___ INPUT MATERIAL
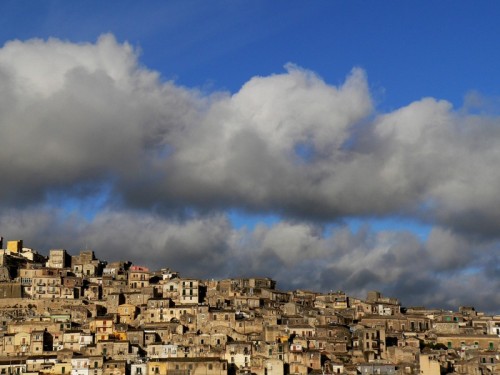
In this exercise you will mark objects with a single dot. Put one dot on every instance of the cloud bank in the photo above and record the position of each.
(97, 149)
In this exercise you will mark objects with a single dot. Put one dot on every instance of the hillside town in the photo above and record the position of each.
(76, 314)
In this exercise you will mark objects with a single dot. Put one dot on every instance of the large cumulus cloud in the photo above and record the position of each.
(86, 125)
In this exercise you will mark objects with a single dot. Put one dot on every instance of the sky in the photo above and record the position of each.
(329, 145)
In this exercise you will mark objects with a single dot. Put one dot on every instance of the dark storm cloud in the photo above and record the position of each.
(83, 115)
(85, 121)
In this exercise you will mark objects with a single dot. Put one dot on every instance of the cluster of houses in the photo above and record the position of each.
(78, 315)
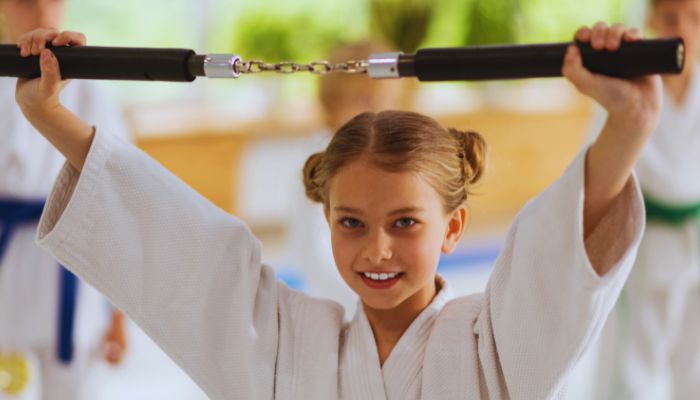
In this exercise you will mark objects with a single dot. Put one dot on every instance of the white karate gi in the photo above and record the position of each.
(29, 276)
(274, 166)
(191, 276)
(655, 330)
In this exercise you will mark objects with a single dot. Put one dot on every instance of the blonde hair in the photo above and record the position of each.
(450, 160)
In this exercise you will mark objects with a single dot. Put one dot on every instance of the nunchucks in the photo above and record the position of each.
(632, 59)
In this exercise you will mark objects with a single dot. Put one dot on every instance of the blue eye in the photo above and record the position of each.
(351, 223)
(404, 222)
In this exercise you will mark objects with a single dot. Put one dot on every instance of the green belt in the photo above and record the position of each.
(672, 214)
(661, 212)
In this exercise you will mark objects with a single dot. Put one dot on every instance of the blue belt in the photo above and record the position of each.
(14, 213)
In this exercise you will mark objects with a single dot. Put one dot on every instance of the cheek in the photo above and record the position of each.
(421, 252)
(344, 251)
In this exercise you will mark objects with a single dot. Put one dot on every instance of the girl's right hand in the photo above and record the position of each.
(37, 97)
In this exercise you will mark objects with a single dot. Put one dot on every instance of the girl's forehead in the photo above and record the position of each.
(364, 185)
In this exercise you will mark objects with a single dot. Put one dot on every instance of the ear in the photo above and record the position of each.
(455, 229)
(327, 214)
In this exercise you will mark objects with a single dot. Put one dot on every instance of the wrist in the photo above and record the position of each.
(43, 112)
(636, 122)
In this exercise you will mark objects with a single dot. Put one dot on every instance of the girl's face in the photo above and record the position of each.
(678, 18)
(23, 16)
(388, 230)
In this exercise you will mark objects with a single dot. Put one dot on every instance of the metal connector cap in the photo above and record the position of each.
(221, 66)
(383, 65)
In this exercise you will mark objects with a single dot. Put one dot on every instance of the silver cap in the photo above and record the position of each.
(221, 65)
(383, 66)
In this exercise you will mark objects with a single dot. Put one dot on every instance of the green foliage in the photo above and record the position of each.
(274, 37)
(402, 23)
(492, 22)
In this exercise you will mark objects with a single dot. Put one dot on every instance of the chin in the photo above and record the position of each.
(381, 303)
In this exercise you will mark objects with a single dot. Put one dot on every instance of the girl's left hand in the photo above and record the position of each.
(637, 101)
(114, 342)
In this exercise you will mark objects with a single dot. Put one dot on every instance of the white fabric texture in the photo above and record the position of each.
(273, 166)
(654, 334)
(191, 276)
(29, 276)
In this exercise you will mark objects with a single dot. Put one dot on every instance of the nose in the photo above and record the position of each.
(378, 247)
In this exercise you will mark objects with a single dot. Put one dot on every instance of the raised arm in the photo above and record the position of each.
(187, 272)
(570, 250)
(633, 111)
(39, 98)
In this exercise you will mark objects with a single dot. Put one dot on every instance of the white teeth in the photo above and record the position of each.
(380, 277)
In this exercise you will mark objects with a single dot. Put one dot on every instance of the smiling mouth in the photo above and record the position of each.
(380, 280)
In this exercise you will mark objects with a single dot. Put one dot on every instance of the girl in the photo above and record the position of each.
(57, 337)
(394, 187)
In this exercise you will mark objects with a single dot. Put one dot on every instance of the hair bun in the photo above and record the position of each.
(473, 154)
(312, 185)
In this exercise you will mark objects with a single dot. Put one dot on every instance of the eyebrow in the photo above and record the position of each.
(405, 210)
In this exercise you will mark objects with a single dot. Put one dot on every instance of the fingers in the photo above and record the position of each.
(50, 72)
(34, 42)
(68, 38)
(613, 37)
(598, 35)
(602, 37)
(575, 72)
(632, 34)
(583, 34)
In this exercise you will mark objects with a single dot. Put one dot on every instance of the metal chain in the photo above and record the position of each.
______
___ INPUT MATERIAL
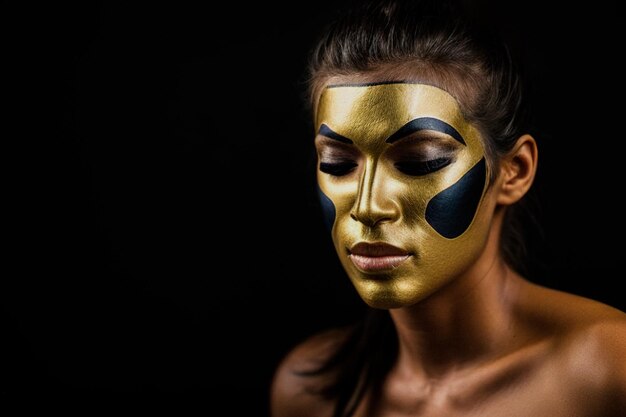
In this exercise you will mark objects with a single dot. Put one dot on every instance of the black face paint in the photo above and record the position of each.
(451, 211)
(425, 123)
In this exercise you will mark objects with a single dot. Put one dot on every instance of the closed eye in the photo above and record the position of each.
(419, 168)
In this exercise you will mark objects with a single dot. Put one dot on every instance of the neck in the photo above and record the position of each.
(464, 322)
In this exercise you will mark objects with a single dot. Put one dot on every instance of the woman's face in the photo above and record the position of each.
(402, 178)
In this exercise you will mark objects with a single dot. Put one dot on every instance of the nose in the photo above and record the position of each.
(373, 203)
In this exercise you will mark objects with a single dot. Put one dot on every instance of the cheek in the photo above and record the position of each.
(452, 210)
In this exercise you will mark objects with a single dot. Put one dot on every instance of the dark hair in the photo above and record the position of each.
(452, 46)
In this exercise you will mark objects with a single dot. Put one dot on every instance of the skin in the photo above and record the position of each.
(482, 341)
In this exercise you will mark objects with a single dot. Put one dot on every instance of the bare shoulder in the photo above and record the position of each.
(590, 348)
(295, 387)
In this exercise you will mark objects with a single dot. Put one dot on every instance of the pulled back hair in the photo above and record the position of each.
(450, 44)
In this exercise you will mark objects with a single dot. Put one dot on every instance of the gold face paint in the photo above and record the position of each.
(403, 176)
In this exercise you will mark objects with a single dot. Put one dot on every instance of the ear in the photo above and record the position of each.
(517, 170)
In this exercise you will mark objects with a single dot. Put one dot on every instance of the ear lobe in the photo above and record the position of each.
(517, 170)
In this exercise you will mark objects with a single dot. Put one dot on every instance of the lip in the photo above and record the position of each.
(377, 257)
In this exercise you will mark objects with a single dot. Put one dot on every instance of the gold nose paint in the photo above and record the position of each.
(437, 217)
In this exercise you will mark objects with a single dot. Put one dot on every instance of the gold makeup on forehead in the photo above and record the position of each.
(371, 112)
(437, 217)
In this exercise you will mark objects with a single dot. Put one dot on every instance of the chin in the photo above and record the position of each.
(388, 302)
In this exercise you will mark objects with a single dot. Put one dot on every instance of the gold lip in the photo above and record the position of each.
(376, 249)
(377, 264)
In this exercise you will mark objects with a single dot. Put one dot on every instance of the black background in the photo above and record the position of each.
______
WORK TO DO
Count the lines above that contain the string "forehead", treating capital and lowercase letters as different, and give only the number.

SOLUTION BELOW
2